_TEXTE DU DOCUMENT_
☆ ☆ ☆ ☆ ☆
Derrière la compétitivité, il n'y a pas l'emploi mais les profits07/11/20122012Journal/medias/journalnumero/images/2012/11/une2310.jpg.445x577_q85_box-0%2C104%2C1383%2C1896_crop_detail.jpg

Editorial

Derrière la compétitivité, il n'y a pas l'emploi mais les profits

Avec la publication du rapport Gallois, le gouvernement a élevé la compétitivité au rang de grande cause nationale : « Derrière la compétitivité, il y a l'emploi, c'est-à-dire l'avenir », a dit Hollande. Comme d'habitude, le gouvernement s'apprête à faire des cadeaux au patronat au nom de l'emploi.

Car, si le gouvernement remplace le « choc de compétitivité » de Gallois, par un « pacte », il ne fait plus de doute que le grand patronat va être servi, et bien servi. Et il est sûr que les travailleurs paieront ce qui sera cédé au patronat.
☆ ☆ ☆ ☆ ☆
_CONSIGNES_
1. Reproduisez le passage de l'éditorial sur la compétitivité commençant à « Car, si le gouvernement » et se terminant à « cédé au patronat. ».
2. Mettez à l'échelle les lignes des enregistrements commençant à celle qui contient « Could you please point out the reflection » et se terminant à la fin des enregistrements. Recopiez-les toutes, demandes comprises, en multipliant chaque coordonnée des réponses par 0,55 et en arrondissant à l'entier, les demis vers le haut, et ne donnez que ces lignes.
Le texte et les enregistrements forment deux ensembles distincts, sans lien entre eux.

Enregistrements répertoriés dans un jeu de données:
☆ ☆ ☆ ☆ ☆
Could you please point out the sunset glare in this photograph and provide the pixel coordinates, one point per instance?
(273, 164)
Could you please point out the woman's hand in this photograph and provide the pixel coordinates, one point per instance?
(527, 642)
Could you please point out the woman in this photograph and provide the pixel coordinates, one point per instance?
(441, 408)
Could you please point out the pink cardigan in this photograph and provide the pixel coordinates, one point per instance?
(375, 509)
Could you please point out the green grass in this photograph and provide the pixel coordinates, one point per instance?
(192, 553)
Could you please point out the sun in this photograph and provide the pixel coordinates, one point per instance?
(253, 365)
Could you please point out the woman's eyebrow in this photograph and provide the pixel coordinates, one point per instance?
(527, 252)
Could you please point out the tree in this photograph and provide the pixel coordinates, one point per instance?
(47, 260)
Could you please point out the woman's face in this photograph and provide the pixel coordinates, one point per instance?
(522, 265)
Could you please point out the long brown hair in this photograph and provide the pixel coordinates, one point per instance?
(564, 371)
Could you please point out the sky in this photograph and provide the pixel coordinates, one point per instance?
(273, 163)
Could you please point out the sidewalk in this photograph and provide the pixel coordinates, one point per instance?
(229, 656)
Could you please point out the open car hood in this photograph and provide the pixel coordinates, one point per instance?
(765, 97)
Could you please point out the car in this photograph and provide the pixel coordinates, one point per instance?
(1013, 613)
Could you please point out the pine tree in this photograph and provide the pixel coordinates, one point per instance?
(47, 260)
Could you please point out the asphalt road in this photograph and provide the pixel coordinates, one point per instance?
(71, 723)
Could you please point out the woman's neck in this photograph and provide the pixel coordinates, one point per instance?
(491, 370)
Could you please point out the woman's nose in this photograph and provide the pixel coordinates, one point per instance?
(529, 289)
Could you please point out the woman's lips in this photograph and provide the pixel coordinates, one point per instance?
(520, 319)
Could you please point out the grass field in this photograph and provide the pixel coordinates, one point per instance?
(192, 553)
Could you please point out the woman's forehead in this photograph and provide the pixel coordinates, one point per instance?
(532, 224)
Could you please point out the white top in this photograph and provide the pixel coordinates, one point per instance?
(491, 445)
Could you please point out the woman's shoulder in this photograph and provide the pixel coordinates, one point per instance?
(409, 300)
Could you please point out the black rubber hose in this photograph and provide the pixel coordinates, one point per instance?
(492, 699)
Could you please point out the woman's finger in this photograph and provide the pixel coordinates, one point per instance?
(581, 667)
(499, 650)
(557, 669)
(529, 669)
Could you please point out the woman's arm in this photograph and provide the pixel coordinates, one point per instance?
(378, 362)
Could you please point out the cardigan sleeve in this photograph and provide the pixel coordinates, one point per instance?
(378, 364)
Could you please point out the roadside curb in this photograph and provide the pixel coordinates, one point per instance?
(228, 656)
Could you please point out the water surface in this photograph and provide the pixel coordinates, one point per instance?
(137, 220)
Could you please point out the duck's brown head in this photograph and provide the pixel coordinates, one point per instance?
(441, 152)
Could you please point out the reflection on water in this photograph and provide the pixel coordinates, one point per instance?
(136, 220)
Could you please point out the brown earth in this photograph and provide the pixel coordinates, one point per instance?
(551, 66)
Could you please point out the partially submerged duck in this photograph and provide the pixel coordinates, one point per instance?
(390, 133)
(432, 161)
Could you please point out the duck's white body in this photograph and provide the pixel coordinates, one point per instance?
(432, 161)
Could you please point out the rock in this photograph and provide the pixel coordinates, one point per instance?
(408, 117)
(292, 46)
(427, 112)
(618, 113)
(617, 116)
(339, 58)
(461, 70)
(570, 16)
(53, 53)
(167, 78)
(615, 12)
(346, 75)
☆ ☆ ☆ ☆ ☆
_RÉPONSES AUX CONSIGNES_
1.
Car, si le gouvernement remplace le « choc de compétitivité » de Gallois, par un « pacte », il ne fait plus de doute que le grand patronat va être servi, et bien servi. Et il est sûr que les travailleurs paieront ce qui sera cédé au patronat.

2.
Could you please point out the reflection on water in this photograph and provide the pixel coordinates, one point per instance?
(75, 121)
Could you please point out the brown earth in this photograph and provide the pixel coordinates, one point per instance?
(303, 36)
Could you please point out the partially submerged duck in this photograph and provide the pixel coordinates, one point per instance?
(215, 73)
(238, 89)
Could you please point out the duck's white body in this photograph and provide the pixel coordinates, one point per instance?
(238, 89)
Could you please point out the rock in this photograph and provide the pixel coordinates, one point per instance?
(224, 64)
(161, 25)
(235, 62)
(340, 62)
(339, 64)
(186, 32)
(254, 39)
(314, 9)
(29, 29)
(92, 43)
(338, 7)
(190, 41)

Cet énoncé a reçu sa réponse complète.